FUSOBACTERIUM

25 plus species including:

SPECIES

Fusobacterium gonidiaformans
Fusobacterium mortiferum
Fusobacterium naviforme
Fusobacterium naviforme
Fusobacterium necrophorum
Fusobacterium nucleatum
Fusobacterium russii
Fusobacterium ulcerans
Fusobacterium varium

MICROSCOPIC APPEARANCE

Gram Stain: Negative.
Morphology: Typically spindle shaped rods. May or may not exhibit characteristic fusiform morphology.
Size: Variable.
Motility: When occasional motility occurs presence of peritrichous flagella; Usually no motility occurs.
Capsules: None.
Spores: Occasionally.
Other: Cultures should be stained for spores.

MACROSCOPIC APPEARANCE

Colonies are 1-2mm and are circular to slightly irregular. They may be convex to pulvinate, translucent, often displaying a "flecked" appearance when viewed by transmitted light.

METABOLIC PROPERTIES

Obligately anaerobic, with some exceptions being microaerophile. Chemoorganotrophic. Metabolizes peptones or carbohydrates. Non or weakly fermentative. Major product of metabolism is butyrate.

Fusobacterium spp. do not grow on the surface of agar plates incubated aerobically or in air enriched to 5-10% with CO 2 .

KEY BIOCHEMICAL REACTIONS

HABITAT

Occurs in mixed infections with other anaerobic and capnoeic organisms. Often located in cavities such as the gingival sulcus and in the intestinal, genital tracts, as well as in ulcerations of humans and animals.

F. nucleatum and F. necrophorum are found as indigenous flora in the upper respiratory and intestinal tract.

PATHOGENICITY

Some species are pathogenic and occur in various purulent or gangrenous infections and in organ infarcts. F. nucleatum and F. necrophorum may be implicated in infection throughout the body, but with some predilection for the lower respiratory tract, head and neck, peridontium, gingivae, and central nervous system. Of the seven fusobacteria encountered in humans infections, F. nucleatum is isolated most often. It is an important pathogen, particularly in head and neck and lower respiratory infections.

F. necrophorum may be very virulent in certain types of infections. In postanginal sepsis (Lemierre's syndrome) the infection begins with a membranous infection, such as tonsillitis, and proceeds to septicemia with metastatic infection that can include lung abscess, empyema, liver abscess, ostemyeletis, and purulent arthritis. (1) Other species of Fusobacterium are isolated infrequently.

§ DATA PROVIDED
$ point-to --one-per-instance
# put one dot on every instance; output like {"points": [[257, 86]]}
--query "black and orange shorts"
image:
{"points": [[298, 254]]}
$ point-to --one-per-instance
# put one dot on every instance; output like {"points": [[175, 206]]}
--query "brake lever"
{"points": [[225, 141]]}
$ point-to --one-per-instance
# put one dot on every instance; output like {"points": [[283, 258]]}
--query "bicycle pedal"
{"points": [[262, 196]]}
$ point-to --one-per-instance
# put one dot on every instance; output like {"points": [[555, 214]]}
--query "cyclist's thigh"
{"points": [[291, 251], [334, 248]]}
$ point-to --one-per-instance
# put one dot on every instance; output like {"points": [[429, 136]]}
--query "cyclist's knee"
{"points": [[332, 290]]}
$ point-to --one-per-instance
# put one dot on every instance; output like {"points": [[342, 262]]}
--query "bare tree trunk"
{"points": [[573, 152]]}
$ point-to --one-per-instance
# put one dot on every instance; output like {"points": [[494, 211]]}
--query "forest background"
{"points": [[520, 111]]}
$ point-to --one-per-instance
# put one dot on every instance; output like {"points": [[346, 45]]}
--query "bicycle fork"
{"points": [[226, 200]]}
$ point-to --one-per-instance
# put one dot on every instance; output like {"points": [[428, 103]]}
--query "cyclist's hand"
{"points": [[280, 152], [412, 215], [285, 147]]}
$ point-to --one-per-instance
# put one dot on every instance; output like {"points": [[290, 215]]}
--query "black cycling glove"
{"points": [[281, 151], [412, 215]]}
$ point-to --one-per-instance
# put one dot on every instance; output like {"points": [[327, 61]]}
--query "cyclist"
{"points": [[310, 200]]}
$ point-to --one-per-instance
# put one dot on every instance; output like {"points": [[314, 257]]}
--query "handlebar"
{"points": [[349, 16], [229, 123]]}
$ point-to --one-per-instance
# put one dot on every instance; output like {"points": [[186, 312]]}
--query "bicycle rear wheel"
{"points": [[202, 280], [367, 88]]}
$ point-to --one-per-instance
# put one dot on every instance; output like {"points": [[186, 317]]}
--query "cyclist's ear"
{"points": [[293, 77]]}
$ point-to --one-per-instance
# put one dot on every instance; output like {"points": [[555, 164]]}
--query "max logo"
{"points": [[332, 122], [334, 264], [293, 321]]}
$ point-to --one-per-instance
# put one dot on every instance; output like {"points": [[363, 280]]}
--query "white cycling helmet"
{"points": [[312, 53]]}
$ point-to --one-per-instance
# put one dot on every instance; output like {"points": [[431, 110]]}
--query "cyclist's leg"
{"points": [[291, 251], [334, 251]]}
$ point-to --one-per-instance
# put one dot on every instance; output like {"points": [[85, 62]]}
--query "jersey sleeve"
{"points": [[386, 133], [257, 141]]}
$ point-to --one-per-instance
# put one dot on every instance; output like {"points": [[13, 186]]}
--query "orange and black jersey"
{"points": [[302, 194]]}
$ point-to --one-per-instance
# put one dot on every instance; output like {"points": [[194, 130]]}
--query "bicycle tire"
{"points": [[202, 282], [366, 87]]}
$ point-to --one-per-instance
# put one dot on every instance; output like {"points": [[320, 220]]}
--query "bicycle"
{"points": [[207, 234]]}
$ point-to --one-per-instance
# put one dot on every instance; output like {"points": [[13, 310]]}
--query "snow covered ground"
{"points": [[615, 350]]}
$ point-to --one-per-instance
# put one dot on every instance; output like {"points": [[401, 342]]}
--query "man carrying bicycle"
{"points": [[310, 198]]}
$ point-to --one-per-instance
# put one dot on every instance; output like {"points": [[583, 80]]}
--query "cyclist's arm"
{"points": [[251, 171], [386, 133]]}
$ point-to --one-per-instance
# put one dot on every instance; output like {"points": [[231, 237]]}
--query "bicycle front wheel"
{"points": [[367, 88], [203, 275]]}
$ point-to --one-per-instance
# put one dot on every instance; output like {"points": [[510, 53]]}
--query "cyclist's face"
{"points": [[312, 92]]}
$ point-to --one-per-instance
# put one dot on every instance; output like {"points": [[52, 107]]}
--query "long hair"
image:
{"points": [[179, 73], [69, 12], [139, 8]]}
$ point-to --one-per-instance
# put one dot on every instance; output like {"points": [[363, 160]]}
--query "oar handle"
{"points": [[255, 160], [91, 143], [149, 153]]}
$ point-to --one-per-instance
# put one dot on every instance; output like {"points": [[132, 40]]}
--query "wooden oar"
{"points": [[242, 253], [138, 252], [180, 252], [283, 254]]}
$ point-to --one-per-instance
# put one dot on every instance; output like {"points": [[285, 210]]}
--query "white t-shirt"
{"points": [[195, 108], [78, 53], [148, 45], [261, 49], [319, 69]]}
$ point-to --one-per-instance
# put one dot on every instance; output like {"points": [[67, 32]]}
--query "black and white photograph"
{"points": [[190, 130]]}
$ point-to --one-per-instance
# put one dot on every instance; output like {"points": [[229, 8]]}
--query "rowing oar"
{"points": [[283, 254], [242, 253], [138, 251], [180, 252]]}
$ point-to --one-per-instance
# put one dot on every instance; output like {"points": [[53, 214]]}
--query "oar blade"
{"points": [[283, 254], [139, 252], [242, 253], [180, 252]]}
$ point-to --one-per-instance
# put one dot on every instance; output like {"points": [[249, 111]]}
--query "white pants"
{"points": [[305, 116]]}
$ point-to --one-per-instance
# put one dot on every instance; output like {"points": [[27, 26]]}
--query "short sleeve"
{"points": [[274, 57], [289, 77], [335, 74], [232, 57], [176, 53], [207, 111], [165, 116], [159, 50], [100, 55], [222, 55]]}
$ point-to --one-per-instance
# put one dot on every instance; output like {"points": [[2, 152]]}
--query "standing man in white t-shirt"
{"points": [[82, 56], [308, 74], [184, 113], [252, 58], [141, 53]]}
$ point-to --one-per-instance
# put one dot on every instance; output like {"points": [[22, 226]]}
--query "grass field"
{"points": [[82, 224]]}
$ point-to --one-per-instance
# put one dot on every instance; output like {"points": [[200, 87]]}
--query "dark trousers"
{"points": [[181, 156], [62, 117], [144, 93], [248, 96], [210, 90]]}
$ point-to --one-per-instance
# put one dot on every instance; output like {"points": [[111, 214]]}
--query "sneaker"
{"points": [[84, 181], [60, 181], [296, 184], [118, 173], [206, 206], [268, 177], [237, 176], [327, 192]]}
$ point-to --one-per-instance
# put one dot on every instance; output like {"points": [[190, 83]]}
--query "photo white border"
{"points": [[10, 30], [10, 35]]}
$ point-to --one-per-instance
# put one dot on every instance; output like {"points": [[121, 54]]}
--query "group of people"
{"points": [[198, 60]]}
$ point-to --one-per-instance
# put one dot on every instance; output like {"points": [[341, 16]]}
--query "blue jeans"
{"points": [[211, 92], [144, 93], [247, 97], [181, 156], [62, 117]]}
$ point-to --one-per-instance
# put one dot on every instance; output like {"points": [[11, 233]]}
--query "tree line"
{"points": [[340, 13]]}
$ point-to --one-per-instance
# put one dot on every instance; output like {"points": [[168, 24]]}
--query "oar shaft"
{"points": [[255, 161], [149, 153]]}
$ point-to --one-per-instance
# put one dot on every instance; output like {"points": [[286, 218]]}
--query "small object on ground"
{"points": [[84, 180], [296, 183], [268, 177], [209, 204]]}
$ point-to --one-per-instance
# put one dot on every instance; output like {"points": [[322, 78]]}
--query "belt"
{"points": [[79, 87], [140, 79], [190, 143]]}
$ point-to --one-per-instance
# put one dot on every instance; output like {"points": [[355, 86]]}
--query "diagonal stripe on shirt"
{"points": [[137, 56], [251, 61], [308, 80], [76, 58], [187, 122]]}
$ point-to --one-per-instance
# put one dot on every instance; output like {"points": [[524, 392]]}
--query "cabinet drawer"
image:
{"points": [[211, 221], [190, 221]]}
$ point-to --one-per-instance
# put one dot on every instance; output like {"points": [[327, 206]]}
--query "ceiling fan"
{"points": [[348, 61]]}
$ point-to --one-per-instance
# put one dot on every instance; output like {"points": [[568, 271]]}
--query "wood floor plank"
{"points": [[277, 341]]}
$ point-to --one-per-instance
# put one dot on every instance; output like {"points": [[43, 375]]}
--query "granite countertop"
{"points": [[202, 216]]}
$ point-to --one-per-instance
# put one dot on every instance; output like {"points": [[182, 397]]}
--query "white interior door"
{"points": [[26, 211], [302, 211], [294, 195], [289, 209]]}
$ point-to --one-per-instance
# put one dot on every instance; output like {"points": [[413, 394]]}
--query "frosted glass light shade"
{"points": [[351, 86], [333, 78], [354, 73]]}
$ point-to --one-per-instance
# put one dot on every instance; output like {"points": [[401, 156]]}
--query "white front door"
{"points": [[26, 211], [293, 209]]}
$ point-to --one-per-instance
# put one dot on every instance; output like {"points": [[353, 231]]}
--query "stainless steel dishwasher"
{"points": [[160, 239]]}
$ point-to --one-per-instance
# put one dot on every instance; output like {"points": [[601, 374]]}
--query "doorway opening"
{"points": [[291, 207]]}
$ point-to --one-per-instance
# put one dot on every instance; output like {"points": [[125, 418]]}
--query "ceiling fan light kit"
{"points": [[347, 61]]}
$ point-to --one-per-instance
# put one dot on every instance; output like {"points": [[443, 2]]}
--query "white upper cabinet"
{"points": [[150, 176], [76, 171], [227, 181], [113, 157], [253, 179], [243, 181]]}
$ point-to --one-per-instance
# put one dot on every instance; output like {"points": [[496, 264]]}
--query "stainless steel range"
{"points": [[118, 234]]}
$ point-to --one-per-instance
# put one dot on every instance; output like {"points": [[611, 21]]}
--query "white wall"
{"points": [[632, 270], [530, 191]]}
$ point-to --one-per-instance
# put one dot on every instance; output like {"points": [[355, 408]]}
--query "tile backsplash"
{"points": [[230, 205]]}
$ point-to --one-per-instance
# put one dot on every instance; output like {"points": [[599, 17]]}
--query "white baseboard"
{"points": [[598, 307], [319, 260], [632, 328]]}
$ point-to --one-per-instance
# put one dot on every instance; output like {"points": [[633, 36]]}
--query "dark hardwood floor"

§ EXERCISE 1
Reproduce the part of the Fusobacterium text that opens with the words containing "METABOLIC PROPERTIES" and closes with "humans and animals.".
§ EXERCISE 2
In the Fusobacterium text, which fusobacterium is most often isolated in human infections?
§ EXERCISE 3
Continue the Fusobacterium text after its final sentence.

§ ANSWER BOX 1
METABOLIC PROPERTIES

Obligately anaerobic, with some exceptions being microaerophile. Chemoorganotrophic. Metabolizes peptones or carbohydrates. Non or weakly fermentative. Major product of metabolism is butyrate.

Fusobacterium spp. do not grow on the surface of agar plates incubated aerobically or in air enriched to 5-10% with CO 2 .

KEY BIOCHEMICAL REACTIONS

HABITAT

Occurs in mixed infections with other anaerobic and capnoeic organisms. Often located in cavities such as the gingival sulcus and in the intestinal, genital tracts, as well as in ulcerations of humans and animals.

§ ANSWER BOX 2
F. nucleatum

§ ANSWER BOX 3
RECOMMENDED MEDIA

For culture: Brain Heart Infusion (BHI) Agar, Chocolate Agar, Brucella with H & K Agar, Cooked Meat Medium, Thioglycollate Broth with Supplements, and complex media containing peptone promotes optimum growth.
For selective isolation: LKV Agar or BBE Agar.
For maintenance: Cooked Meat Medium, Thioglycollate Broth with Supplements, Brucella Agar with H & K, or Brain Heart Infusion (BHI) Agar. Skim Milk Media may be used for long-term storage at -70 degrees C.

INCUBATION

Temperature: 35 degrees C.
Time: 48 hours.
Atmosphere: Anaerobic with 5% CO 2 .
pH: Near 7.

REFERENCES

1. Holt, J.G., et al. 1994. Bergey's Manual of Determinative Bacteriology , 9th ed. Williams & Wilkins, Baltimore, MD.

2. Holt, J.G., et al. 1986. Bergey's Manual of Systemic Bacteriology , Vol. I & II. Williams & Wilkins, Baltimore, MD.

3. The Oxoid Vade-Mecum of Microbiology . 1993. Unipath Ltd., Basingstoke, UK.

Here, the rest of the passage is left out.